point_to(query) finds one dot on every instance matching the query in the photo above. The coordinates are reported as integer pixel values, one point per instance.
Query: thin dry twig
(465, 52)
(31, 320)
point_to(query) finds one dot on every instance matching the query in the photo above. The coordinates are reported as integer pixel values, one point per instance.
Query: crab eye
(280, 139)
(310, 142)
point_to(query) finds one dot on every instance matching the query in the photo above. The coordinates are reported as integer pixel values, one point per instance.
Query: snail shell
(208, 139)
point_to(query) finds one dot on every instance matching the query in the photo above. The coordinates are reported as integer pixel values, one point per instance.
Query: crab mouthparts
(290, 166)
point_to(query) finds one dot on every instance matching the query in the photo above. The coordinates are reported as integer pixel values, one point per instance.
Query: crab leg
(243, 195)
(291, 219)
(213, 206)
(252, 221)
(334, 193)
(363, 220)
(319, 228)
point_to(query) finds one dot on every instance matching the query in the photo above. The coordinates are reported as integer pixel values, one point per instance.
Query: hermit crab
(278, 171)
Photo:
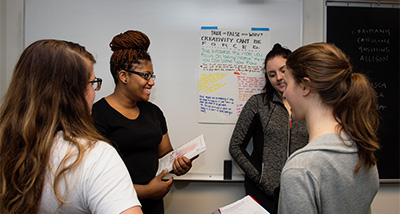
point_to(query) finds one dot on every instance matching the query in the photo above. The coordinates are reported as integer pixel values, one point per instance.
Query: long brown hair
(128, 48)
(349, 94)
(46, 95)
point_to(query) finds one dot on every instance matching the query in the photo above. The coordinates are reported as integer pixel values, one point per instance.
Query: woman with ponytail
(336, 172)
(266, 122)
(135, 126)
(52, 160)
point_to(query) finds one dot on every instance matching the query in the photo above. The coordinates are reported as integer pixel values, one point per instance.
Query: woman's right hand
(156, 188)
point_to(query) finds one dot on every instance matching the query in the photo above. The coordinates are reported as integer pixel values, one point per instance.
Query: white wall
(185, 197)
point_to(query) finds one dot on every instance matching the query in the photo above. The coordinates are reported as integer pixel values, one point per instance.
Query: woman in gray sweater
(336, 172)
(266, 122)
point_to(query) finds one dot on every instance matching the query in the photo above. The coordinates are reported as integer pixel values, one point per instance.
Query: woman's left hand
(182, 165)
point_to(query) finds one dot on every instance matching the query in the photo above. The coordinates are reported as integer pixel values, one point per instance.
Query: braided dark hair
(128, 48)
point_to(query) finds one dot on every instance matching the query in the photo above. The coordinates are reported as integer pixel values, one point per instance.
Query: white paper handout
(189, 150)
(246, 205)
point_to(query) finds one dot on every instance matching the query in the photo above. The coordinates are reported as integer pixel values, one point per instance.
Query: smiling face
(275, 69)
(138, 87)
(90, 92)
(294, 95)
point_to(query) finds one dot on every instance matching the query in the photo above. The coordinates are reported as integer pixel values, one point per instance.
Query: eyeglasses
(96, 83)
(146, 76)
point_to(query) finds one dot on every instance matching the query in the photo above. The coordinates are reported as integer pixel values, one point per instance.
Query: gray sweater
(320, 178)
(272, 138)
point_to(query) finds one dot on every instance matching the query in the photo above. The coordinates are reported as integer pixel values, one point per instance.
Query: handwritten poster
(230, 71)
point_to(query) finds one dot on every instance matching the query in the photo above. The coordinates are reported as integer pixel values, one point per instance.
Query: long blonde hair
(349, 94)
(46, 95)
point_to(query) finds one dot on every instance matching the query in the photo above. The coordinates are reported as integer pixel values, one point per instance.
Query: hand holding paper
(178, 159)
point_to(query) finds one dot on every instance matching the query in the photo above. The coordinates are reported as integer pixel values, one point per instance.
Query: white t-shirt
(101, 183)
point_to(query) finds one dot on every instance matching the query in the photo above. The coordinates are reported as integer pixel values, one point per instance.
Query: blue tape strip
(209, 27)
(260, 29)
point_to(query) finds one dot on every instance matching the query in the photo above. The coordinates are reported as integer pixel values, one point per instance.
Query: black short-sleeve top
(136, 140)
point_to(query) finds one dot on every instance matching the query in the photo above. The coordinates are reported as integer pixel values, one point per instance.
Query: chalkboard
(174, 28)
(370, 36)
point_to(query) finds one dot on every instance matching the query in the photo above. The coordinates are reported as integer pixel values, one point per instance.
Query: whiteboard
(173, 27)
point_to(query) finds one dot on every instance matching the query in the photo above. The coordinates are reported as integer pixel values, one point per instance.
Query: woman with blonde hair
(51, 157)
(336, 171)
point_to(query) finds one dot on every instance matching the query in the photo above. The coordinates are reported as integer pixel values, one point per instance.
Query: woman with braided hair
(336, 171)
(136, 126)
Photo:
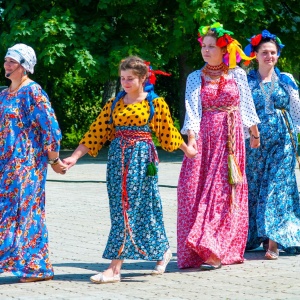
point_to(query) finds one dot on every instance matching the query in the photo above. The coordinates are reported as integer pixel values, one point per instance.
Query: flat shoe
(271, 255)
(100, 278)
(208, 267)
(35, 279)
(160, 269)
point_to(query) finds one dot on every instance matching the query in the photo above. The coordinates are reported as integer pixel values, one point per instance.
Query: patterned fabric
(23, 52)
(194, 106)
(28, 130)
(274, 207)
(136, 114)
(207, 223)
(145, 210)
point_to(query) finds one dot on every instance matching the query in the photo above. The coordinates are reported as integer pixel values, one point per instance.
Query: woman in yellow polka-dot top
(137, 228)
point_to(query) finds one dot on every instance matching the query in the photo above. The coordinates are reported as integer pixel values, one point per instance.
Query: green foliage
(79, 44)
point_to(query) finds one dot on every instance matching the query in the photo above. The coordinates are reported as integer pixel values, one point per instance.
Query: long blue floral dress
(274, 207)
(28, 130)
(137, 227)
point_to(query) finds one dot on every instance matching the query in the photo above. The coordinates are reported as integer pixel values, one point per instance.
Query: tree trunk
(109, 90)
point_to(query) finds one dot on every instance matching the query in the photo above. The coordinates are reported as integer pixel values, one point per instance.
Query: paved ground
(78, 224)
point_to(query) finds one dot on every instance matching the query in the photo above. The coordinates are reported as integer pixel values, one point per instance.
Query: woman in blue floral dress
(137, 228)
(29, 138)
(274, 207)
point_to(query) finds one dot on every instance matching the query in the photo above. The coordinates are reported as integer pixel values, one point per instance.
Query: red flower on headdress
(224, 40)
(256, 40)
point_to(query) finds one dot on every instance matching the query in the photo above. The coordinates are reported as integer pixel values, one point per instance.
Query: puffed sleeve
(163, 127)
(43, 116)
(247, 107)
(193, 105)
(294, 102)
(100, 131)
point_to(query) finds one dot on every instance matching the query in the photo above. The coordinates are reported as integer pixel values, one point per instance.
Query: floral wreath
(234, 53)
(256, 39)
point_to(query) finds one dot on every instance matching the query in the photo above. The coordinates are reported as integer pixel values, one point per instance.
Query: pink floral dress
(208, 221)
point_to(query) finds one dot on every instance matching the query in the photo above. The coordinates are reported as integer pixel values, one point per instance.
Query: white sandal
-=-=-=-=-
ACTIVITY:
Pictures stay out; the data above is to be returned exactly.

WRITTEN RESPONSE:
point_to(query) finds one dot on every instance matching the query in the photo above. The coordinates are reported as integer pixel values, one point per instance.
Query: thin dry twig
(465, 52)
(31, 320)
point_to(query) finds one dot on every instance matching the query in the photo above. The coordinates are reported as integer pixel values, one point per instance.
Query: crab eye
(280, 139)
(310, 142)
point_to(query) finds one dot on every instance matching the query in the photo above. The coordinates are reported as integer pixel values, one point per instance.
Query: snail shell
(208, 139)
point_to(query) finds one dot on every instance matching the query in the photo above. The coordinates are reported as integer pixel values, one point per instance.
Query: crab mouthparts
(290, 166)
point_to(query) finds one dot on every instance matching the query in the photo above. The coordinates are reported as integer pixel values, one point per instance.
Query: crab leg
(243, 195)
(291, 219)
(213, 206)
(252, 221)
(334, 193)
(363, 220)
(319, 228)
point_to(query) finds one dot on every instance matching the query in the photo above. The coordinates are reported as integer pixel values, one point per instance.
Query: hermit crab
(278, 171)
Photo:
point_to(query) finds one dot on every instance matching the query in the photo above. The coordinates are reported as integer pixel values, one point per instance.
Query: long brown hair
(128, 48)
(349, 94)
(46, 95)
point_to(query) finds one dot on every instance matching the query in the photo above. The coordinates are reported as integer pixel values, one point per instance.
Query: woman with ponytail
(336, 172)
(266, 122)
(135, 126)
(52, 160)
point_to(query) finds one dot on every instance matching the query in the photo above. The coordinates are reported as integer pixel values, one point per instance.
Query: woman's right hand
(156, 188)
point_to(query) finds one dot on every instance matching the query in the photo above. The coordinates are reported as integer pixel values, one point per instance.
Query: white wall
(185, 197)
point_to(query) finds one dot on every instance matching the query in the photo above. The coordinates are reported as integer pixel values, one point per instance.
Query: woman in gray sweater
(336, 172)
(266, 122)
point_to(query) finds one dot on every instance matching the query in the photo above. The coordinates are reported as integer pixel values, one point per instance.
Query: woman's left hand
(182, 165)
point_to(query) finds one dot on every instance matching the query in the photo above. The coordinates are reported as integer pixel values, one point per instance.
Query: braided dark hair
(128, 48)
point_to(query) finds one dot on every instance matching the query in the photo above. The coordinates are reported as integer pixel values, one point per instance.
Query: white paper handout
(189, 150)
(246, 205)
point_to(query) finds one dot on every instance matching the query in the photo above. The coordinates are reported as integer pixel values, one point per instance.
Query: smiling face
(275, 69)
(138, 87)
(90, 92)
(294, 95)
point_to(query) finds one dot on every instance matching the query in the photo above. The coordinates are reported as integer pixel values, one point per instance.
Query: eyeglasses
(96, 83)
(146, 76)
point_to(query) finds one dot on every instance matching the query in the photo above. The coordinates are reported as integer pixel values, one point per instance.
Query: gray sweater
(320, 178)
(272, 138)
point_to(query) finds one dot on every instance matching the query in the photo above. The coordinates are reported as integer pixel values, one point per instance.
Query: handwritten poster
(230, 71)
point_to(query) finds one dot on every instance matching the query in the photo above. The coordinates are reported as integer pixel values, one point per instance.
Query: long blonde hair
(349, 94)
(46, 95)
point_to(query) finds one dot on every instance matching the query in the photo above. The coordinates are reported as integer pixel values, one point per instance.
Query: hand holding paper
(178, 159)
point_to(query) finds one dot on every instance matching the query in the photo above. The coordinates are reported as integer pixel values, one point per instance.
Query: white t-shirt
(101, 183)
point_to(query) finds one dot on every instance matching the query in the photo above. The coordinates are reported as integer pixel values, one point per instance.
Query: blue tape strip
(209, 27)
(260, 29)
point_to(query) finds one dot on every instance matching the query in the photo above. The coordinates are reported as integer pixel values, one point per instance.
Query: black short-sleeve top
(136, 140)
point_to(query) finds one dot on every instance matching the query in the photo above. The coordinates are reported as integer pixel values, one point per instance.
Query: chalkboard
(174, 28)
(370, 36)
point_to(query) finds one dot on every instance matching the query in the photo above. The coordinates are reported as integer pixel values, one point per instance.
Query: whiteboard
(173, 27)
point_to(query) finds one dot on every instance matching the query in the photo above. The coordinates are reported as integer pixel values, one point per instance.
Query: woman with blonde hair
(51, 157)
(336, 171)
point_to(query) finds one dot on every instance matching the query in the photo above. The coordinates are reported as integer pixel values, one point per instance.
Query: woman with braided hair
(336, 171)
(136, 126)
Photo:
point_to(query) finds one dot on every instance matching the query in the photo above. The coordinates are reported as integer pixel values, one point per instance.
Query: flat shoe
(271, 255)
(100, 278)
(208, 267)
(35, 279)
(160, 269)
point_to(query) finds one dot on every instance matching the query in the photo above. The coordinates are reported as integer pixel values, one point per instance.
Query: patterned fabric
(23, 52)
(194, 106)
(28, 130)
(274, 207)
(136, 114)
(207, 223)
(145, 210)
point_to(query) finds one dot on every instance matching the query in the photo above. The coordinates are reported as integer pixel values, one point per instance.
Query: woman in yellow polka-dot top
(137, 228)
point_to(query) finds one dot on every instance matching the query in the photo above. The coordinates are reported as integer pixel values, one point per instance.
Query: green foliage
(79, 44)
point_to(query) finds one dot on every instance matching the query in the photo above. The coordinates are reported as integer pixel values, one point per instance.
Query: long blue floral dress
(274, 207)
(28, 130)
(137, 227)
point_to(query) finds one dot on every instance matching the query in the photo above. The coordinates are reported as integer pixel values, one point per instance.
Query: tree trunk
(109, 90)
point_to(query) finds one dot on every instance matching the query in the photo above. The coordinates are reported as integer pixel values, one point per instance.
Query: paved ground
(78, 224)
point_to(query) finds one dot on every instance matching the query in the photo above. The coordinates are reported as integer pixel values, one point per instance.
Query: woman in blue floral dress
(137, 228)
(29, 138)
(274, 207)
point_to(query) finds one dot on every instance matching the query in the photo above. The coordinates are reported as integer pixel values, one point per instance.
Query: red flower on headdress
(224, 40)
(256, 40)
point_to(query) finds one dot on every instance matching the query in the photo above. The coordinates are reported as integer pixel values, one point per instance.
Query: puffed sleeve
(163, 127)
(43, 116)
(247, 107)
(193, 105)
(294, 102)
(100, 131)
point_to(query) finds one dot on every instance matching the query in the photo above. The coordinates are reported as integer pixel values, one point per instance.
Query: floral wreath
(234, 53)
(256, 39)
point_to(query) finds one dot on every instance matching the query in the photo above. The coordinates are reported as integer pixel values, one point per instance.
Query: pink floral dress
(208, 221)
point_to(query) finds one dot on every instance matching the query in the photo above. The coordinates are reported as integer pixel values, one point per instance.
Query: white sandal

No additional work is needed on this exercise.